┌─ DATA TO USE

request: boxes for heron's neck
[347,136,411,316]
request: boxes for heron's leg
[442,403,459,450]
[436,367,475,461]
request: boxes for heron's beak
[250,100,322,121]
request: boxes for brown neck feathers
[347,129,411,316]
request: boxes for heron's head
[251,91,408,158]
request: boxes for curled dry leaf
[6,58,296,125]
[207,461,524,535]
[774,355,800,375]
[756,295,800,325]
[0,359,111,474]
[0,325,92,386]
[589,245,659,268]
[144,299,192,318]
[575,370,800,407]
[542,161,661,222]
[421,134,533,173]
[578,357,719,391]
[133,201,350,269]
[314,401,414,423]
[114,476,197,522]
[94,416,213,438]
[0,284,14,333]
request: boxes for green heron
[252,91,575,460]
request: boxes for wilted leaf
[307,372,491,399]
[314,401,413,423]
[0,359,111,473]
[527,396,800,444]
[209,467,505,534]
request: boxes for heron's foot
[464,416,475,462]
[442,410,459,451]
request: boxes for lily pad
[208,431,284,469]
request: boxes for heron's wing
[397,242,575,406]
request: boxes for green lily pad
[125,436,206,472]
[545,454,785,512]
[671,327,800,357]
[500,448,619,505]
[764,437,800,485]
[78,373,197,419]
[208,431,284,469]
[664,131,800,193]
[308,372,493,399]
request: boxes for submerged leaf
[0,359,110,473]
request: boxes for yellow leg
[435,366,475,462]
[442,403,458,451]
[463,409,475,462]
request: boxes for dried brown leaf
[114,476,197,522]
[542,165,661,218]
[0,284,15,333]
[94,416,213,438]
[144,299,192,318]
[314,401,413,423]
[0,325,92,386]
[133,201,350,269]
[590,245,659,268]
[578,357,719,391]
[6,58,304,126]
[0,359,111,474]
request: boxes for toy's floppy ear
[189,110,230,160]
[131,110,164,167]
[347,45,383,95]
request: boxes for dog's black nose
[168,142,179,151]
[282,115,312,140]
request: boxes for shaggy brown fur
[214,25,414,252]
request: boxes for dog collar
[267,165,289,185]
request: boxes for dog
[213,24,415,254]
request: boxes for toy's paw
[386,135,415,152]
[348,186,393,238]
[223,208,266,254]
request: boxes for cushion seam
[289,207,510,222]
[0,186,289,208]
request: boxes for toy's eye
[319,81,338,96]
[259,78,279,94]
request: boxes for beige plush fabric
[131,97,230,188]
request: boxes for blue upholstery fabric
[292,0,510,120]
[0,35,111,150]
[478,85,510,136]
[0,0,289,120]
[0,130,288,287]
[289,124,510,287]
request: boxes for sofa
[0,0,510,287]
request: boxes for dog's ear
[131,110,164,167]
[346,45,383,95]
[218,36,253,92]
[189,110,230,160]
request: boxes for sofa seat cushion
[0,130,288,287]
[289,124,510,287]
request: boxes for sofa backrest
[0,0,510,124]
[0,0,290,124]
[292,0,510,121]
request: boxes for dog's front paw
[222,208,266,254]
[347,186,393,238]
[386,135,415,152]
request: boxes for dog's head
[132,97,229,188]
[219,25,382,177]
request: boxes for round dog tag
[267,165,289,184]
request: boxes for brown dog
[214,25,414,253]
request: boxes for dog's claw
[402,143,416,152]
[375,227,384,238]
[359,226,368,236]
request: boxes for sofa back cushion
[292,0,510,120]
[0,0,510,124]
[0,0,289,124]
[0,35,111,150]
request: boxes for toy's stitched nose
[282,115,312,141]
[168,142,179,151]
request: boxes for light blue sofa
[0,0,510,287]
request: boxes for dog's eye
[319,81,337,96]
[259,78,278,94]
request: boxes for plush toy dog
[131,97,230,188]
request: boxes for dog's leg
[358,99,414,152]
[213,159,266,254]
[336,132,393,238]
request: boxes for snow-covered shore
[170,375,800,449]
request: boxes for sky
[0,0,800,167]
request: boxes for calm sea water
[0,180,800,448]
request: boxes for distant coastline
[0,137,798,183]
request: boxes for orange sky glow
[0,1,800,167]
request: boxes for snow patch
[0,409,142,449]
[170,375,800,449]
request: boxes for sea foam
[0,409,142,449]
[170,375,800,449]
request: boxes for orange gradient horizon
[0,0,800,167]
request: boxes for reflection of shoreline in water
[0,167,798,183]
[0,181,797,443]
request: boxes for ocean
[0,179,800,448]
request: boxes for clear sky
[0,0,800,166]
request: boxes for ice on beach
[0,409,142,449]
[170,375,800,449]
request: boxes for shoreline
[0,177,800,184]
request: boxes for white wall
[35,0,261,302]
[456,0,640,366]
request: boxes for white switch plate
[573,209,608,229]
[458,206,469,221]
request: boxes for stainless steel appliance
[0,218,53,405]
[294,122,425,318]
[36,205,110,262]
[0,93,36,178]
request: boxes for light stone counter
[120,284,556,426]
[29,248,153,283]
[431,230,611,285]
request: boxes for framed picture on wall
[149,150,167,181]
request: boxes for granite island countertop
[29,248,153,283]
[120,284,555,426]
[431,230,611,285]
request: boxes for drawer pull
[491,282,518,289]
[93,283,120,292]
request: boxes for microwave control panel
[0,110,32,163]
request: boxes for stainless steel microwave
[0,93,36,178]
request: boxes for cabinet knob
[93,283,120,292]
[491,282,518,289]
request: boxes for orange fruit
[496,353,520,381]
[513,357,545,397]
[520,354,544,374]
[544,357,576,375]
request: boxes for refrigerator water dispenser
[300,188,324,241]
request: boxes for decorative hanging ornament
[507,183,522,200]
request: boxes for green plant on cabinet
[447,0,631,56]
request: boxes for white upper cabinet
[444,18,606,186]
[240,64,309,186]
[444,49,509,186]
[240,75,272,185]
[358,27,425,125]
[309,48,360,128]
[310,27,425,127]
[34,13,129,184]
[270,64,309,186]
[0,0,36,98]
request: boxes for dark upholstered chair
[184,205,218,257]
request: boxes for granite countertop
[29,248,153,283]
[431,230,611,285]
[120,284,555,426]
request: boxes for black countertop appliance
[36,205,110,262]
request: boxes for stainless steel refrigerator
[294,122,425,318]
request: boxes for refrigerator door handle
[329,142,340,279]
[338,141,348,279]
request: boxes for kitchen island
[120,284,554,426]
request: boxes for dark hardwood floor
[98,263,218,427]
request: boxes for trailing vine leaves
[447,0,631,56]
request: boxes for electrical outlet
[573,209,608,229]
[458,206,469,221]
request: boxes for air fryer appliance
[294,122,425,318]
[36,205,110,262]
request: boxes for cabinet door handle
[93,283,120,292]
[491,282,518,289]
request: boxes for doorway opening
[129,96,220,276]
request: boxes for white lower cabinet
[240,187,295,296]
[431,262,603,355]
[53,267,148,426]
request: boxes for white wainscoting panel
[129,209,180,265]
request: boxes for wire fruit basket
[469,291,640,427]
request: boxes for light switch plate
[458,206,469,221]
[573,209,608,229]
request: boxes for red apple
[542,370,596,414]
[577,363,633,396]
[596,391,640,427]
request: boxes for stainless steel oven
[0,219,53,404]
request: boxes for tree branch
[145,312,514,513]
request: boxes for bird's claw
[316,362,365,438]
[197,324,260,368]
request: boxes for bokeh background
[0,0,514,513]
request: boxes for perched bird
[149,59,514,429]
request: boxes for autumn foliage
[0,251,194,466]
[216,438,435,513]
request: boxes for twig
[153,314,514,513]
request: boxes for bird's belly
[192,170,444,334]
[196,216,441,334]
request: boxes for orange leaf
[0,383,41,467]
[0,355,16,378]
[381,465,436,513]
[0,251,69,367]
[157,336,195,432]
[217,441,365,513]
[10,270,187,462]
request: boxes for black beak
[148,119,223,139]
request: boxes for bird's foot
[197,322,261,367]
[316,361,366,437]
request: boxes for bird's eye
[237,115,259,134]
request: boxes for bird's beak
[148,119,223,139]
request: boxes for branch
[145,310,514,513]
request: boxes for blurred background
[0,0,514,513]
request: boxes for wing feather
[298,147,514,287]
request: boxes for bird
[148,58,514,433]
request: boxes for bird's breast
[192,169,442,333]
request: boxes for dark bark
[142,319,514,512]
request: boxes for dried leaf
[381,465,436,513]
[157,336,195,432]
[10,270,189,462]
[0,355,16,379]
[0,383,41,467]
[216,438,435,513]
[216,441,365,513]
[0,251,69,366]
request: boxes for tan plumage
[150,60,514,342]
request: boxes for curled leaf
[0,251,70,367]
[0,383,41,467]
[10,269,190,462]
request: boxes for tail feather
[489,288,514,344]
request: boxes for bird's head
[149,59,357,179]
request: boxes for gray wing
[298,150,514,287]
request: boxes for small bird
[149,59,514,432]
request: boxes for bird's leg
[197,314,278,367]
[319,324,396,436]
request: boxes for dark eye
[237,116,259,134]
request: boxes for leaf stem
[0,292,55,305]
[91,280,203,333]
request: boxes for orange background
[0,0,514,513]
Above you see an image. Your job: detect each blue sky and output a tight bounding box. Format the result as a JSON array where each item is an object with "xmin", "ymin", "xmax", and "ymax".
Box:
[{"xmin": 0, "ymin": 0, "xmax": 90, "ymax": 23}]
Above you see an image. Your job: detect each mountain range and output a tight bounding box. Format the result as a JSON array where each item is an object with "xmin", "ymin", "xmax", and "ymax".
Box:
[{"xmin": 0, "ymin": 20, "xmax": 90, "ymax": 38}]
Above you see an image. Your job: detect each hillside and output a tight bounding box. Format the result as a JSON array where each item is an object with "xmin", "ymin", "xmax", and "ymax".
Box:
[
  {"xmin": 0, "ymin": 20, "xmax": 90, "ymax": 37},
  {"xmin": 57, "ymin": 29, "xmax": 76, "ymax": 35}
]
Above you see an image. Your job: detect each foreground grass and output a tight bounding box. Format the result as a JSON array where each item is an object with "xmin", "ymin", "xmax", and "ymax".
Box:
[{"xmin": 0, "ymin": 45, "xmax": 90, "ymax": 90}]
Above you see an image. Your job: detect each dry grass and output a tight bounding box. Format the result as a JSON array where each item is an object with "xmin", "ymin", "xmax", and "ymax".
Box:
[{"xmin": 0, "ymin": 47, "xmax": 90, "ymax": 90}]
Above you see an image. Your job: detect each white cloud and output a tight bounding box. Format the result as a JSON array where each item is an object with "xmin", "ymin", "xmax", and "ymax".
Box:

└─

**THE EXERCISE**
Rewrite the items starting at the beginning and ending at the line containing "[251,91,408,158]", with "beak" changed to "bill" and nothing else altered.

**TASK RESPONSE**
request: boxes for heron's neck
[347,136,411,316]
request: boxes for heron's leg
[442,403,459,450]
[436,367,475,461]
request: boxes for heron's bill
[250,100,322,121]
request: boxes for brown neck feathers
[347,129,411,316]
request: boxes for heron's head
[251,91,408,158]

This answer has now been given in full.